| Task instructions |
Reproduce the passage on liquidity traps and fiscal policy word for word, from "Finally, balance-sheet problems" to "most nearly true.".

The story that attributes a liquidity trap to self-fulfilling pessimism is very different. It is in a fundamental sense a multiple equilibrium story, with the liquidity trap corresponding to the low-level equilibrium. It is easiest to think about this story in terms of a version of the Keynesian cross - a much-maligned device that becomes very useful when the interest rate is fixed because it is hard up against the zero constraint. Figure 6 illustrates a simple multiple-equilibrium story: over some range spending rises more than one-for-one with income. (Why should the relationship flatten out at high and low levels? At high levels resource constraints begin to bind; at low levels the obvious point is that gross investment hits its own zero constraint. There is a largely forgotten literature on this sort of issue, including Hicks (194?), Goodwin (194?), and Tobin (1947)).

The important point about multiple equilibria is that they allow for permanent (or anyway long-lived) effects from temporary policies. There may be excess desired savings even at a zero real interest rate given the pessimism that now prevails in the economy, and that is sustained by the continuing stagnation; but if some policy could push the economy to a high level of output for long enough to change those expectations, the policy would not have to be maintained indefinitely. As we will see, this enlarges the range of policies that could "solve" the problem.

Finally, balance-sheet problems are somewhat different yet again. They may involve an element of self-fulfilling slump: a firm that looks insolvent with an output gap of 10 percent might be reasonably healthy at full employment. But aside from this, balance-sheet problems may be self-correcting given time. If the economy can be put on life support through some kind of temporary policy, this will give firms the chance to pay down their debts, and possibly therefore to regain the ability to invest without support at a later date.

As we will see next, the prospects for many policy options (but not for inflation targeting) depend on which of these stories is most nearly true.

5. Fiscal policy

"Pump-priming" fiscal policy is the conventional answer to a liquidity trap. The classic case is, of course, the way that World War II apparently bootstrapped the United States out of the Great Depression. And in either the IS-LM model or a more sophisticated intertemporal model fiscal expansion will indeed offer short-run relief from a liquidity trap. So why not consider the problem solved? The answer hinges on the government’s own budget constraint.

You might suspect that we are about to talk about Ricardian equivalence here. But that is not the crucial issue. True, if consumers have long time horizons, access to capital markets, and rational expectations tax cuts will not stimulate spending. However, real purchases of goods and services will still create employment, albeit perhaps with a low multiplier. (In a fully Ricardian setup the multiplier on government consumption will be exactly 1: the income generated by the purchases will not lead to higher consumption, because it will be matched by the present value of future tax liabilities). The problem instead is that deficit spending does lead to a large government debt, which will if large enough start to raise questions about solvency.

One might ask why government debt matters if the interest rate is zero in any case. But the liquidity trap, at least in the version I take seriously, is not a permanent state of affairs. Eventually the natural rate of interest will turn positive, and at that point the inherited debt will indeed be a problem.

So is fiscal policy a temporary expedient that cannot serve as a solution to a liquidity trap? Not necessarily: there are two circumstances in which it can work.

| Provided data |
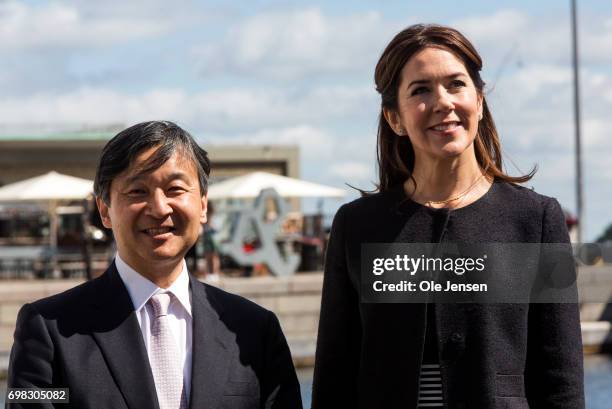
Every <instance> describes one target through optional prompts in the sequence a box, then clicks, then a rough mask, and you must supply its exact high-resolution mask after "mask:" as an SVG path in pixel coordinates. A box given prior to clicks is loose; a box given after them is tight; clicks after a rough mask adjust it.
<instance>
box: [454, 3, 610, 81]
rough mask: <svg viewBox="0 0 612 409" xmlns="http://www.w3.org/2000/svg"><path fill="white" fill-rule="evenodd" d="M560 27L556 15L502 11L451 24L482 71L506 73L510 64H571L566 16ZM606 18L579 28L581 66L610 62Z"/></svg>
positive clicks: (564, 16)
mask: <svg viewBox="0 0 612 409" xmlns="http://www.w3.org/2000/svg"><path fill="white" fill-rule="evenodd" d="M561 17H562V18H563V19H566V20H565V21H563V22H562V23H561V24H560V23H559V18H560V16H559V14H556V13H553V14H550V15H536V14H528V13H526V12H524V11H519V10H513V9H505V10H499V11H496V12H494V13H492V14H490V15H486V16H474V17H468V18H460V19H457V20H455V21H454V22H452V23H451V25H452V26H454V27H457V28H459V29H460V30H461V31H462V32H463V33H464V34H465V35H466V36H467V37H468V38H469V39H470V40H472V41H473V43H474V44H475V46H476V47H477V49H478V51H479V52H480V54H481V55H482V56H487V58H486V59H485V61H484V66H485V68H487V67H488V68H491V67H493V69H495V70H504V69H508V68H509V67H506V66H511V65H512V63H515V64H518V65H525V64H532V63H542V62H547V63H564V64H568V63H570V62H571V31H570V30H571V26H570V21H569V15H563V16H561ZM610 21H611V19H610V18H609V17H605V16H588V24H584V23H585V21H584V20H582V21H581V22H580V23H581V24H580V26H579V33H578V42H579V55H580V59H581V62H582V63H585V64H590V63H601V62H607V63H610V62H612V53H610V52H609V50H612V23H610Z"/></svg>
--
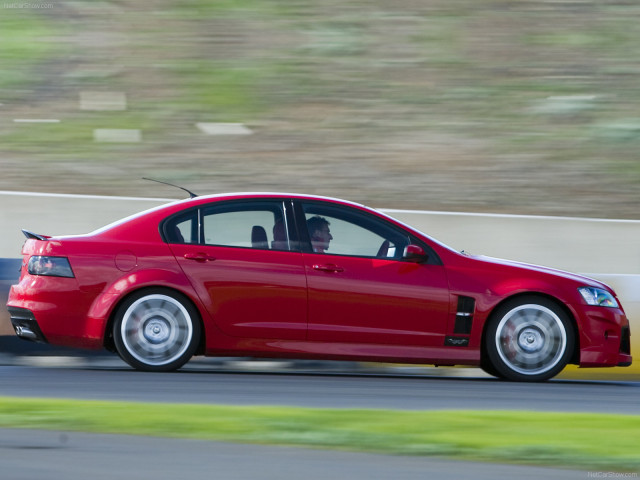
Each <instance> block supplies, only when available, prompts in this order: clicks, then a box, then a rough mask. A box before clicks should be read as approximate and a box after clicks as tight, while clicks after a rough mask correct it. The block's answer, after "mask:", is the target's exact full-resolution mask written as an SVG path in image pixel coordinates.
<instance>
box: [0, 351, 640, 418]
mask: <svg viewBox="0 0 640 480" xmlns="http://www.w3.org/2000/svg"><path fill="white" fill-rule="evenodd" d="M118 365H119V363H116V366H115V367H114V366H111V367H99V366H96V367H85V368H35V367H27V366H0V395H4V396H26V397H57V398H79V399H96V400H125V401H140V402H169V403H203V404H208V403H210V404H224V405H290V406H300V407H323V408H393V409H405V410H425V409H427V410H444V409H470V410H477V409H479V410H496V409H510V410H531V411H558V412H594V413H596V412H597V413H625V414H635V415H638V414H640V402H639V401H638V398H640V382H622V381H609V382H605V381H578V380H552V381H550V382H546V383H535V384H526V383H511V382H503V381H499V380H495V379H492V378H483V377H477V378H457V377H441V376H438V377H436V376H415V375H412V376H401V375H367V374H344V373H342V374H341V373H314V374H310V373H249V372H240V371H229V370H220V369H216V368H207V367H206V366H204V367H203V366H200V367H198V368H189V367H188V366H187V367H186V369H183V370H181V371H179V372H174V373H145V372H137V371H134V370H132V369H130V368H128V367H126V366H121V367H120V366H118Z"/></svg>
--
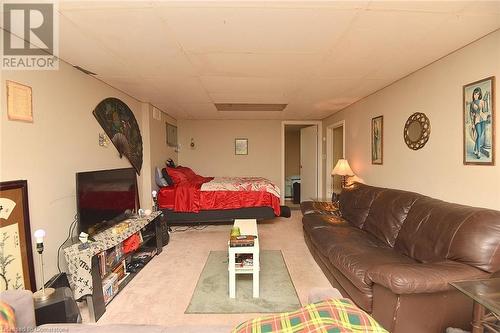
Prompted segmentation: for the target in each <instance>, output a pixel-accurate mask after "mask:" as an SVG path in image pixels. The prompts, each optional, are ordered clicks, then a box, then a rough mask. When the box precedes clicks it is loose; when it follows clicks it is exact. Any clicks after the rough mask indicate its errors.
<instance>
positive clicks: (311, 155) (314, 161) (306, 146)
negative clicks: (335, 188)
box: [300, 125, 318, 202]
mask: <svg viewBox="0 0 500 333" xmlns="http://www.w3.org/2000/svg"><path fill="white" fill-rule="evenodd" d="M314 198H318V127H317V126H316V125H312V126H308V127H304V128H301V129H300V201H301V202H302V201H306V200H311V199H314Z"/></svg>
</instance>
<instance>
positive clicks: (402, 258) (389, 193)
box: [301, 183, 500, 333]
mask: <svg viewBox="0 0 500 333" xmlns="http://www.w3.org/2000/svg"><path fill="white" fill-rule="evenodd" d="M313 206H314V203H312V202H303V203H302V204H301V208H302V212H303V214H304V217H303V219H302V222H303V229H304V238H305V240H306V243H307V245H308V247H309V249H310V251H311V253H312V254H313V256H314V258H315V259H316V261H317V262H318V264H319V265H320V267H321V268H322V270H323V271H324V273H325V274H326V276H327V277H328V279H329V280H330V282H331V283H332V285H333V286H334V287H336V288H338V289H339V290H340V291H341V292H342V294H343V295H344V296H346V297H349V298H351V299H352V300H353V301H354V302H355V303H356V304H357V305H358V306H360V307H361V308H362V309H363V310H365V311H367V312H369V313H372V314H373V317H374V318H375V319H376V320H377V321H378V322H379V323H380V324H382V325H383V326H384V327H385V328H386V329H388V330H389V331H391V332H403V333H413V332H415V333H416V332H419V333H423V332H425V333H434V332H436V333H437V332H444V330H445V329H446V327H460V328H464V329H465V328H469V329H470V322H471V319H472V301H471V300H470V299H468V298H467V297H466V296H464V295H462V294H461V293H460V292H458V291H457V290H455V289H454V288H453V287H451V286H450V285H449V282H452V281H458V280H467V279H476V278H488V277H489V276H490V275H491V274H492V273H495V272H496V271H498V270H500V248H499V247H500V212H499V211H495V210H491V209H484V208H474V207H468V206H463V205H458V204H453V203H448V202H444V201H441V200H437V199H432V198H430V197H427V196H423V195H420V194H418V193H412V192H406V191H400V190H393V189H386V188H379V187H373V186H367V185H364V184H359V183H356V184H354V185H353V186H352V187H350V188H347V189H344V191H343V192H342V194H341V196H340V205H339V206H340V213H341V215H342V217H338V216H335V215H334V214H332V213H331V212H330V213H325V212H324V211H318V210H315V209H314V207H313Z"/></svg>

| Written solution |
Finally, balance-sheet problems are somewhat different yet again. They may involve an element of self-fulfilling slump: a firm that looks insolvent with an output gap of 10 percent might be reasonably healthy at full employment. But aside from this, balance-sheet problems may be self-correcting given time. If the economy can be put on life support through some kind of temporary policy, this will give firms the chance to pay down their debts, and possibly therefore to regain the ability to invest without support at a later date.

As we will see next, the prospects for many policy options (but not for inflation targeting) depend on which of these stories is most nearly true.